✨ Bonjour, vous lisez Cyberia #051 !
✉️ Contact : @presenceinwired
🎶 Playlist : Cyberia Mix
⬣ FLASH
+ L’écrivain japonais Kenzaburo Oé, auteur du Jeu du siècle et d’Une affaire personnelle et lauréat du prix Nobel de littérature, est mort de vieillesse le 3 mars à l’âge de 88 ans, a annoncé lundi la maison d’édition Kodansha.
⬣ FOCUS
Cinéma. En m’intégrant à une communauté d’otakus passionnés en 2008, je connaissais déjà quelques réalisateurs japonais de films d’animation : Miyazaki, Takahata, Otomo, Kon, Oshii… En revanche, je n’avais jamais entendu parler de Makoto Shinkai, dont le nom revenait parfois sur IRC et sur les blogs. Les convaincus en parlaient comme d’un jeune réalisateur concevant à la main des histoires déchirantes où l’amour est mis à l’épreuve par la distance. Curieux, j’ai donné sa chance à The Voices of a Distant Star, OVA de 25 minutes sur une adolescente en mission aux confins de l’espace, dont les messages mettent des années à parvenir au garçon qu’elle aime. J’y ai trouvé ce qu’on m’avait promis, et vu les prémices du style Shinkai, nourri d’émotions pures et de ciels enchanteurs.
15 ans plus tard, plus personne n’ignore le nom de Makoto Shinkai. Moi qui le voyait encore - à tort ou à raison - comme une curiosité pour otakus sensibles, j’avais été pris de court par le succès de Your Name, en 2016. Comme j’apprends avec le temps, la ruée vers les avant-premières de son nouveau film m’a moins surpris. Sorti le 11 novembre dernier au Japon et attendu en France le 12 avril, Suzume était présenté avant l’heure dans deux cinémas parisiens, les 27 et 28 février. En compétition à la 73e Berlinale, le réalisateur maintenant cinquantenaire n’était qu’à un petit vol de la capitale française et a donc assisté aux deux séances. J’étais à la première, à l’UGC Normandie, joliment décoré pour l’occasion.

#### [Consignes]
#1 D'après l'extrait sur Makoto Shinkai, à quelle date la sortie de Suzume est-elle attendue en France ?
#2 Poursuivez l'extrait sur Makoto Shinkai à la suite de sa dernière phrase.

#### [Données affichées]

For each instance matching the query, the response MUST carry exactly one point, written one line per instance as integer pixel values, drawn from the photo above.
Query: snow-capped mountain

#### [Réponses attendues]
#1 Le 12 avril.

#2
Suzume, c’est l’héroïne de ce nouveau long-métrage, une lycéenne du sud du Japon dont la vie tranquille est bouleversée par une rencontre aussi brève que marquante avec un beau garçon. Curieuse de ce que cherche ce mystérieux jeune homme dans son petit village, elle le suit et découvre une porte menant vers un monde onirique, mais dont s’échappent aussi d’énormes vers si lourds qu’ils provoquent des séismes. Pour sceller la menace, le bel inconnu manie une clé qu’il fait tourner dans les serrures en prononçant l’invocation idoine. Un geste qui n’a plus de secret pour celui qui parcourt le Japon à la recherche de ces portes ouvertes sur le désastre.
Notre serrurier itinérant devra cependant vite être secondé : à peine les présentations faites (il s’appelle Sota) qu’il subira une transformation inattendue en… chaise. Il en faut plus à Suzume pour qu’elle s’asseye sur un amour naissant, la lycéenne partira donc à la chasse aux portes avec son compagnon de bois, laissant en plan sa tante et ses études. De prime abord, le mélange annoncé de fantastique, d’amour et d’aventure pourrait sembler convenu, mais Suzume (le film) se distingue par la volonté de son réalisateur de l’ancrer dans un événement bien réel : le tremblement de terre de mars 2011.
Suzume elle-même a été touchée par la catastrophe, d’une manière que vous découvrirez le moment venu. Pas de métaphore ici, la référence est assumée, comme l’a fait remarquer un spectateur lors de la séance de questions-réponses. “Si j’ai montré [le sujet du] séisme de 2011 de manière frontale dans Suzume, c’est parce que 12 ans se sont écoulés depuis”, a expliqué Makoto Shinkai. “J’ai une fille de 12 ans (…) donc je pensais qu’en réalisant un film de divertissement, je pourrais faire le lien entre cette génération de jeunes [qui n’a pas vécu le tremblement de terre ou l’a vécu très jeune] et notre génération”.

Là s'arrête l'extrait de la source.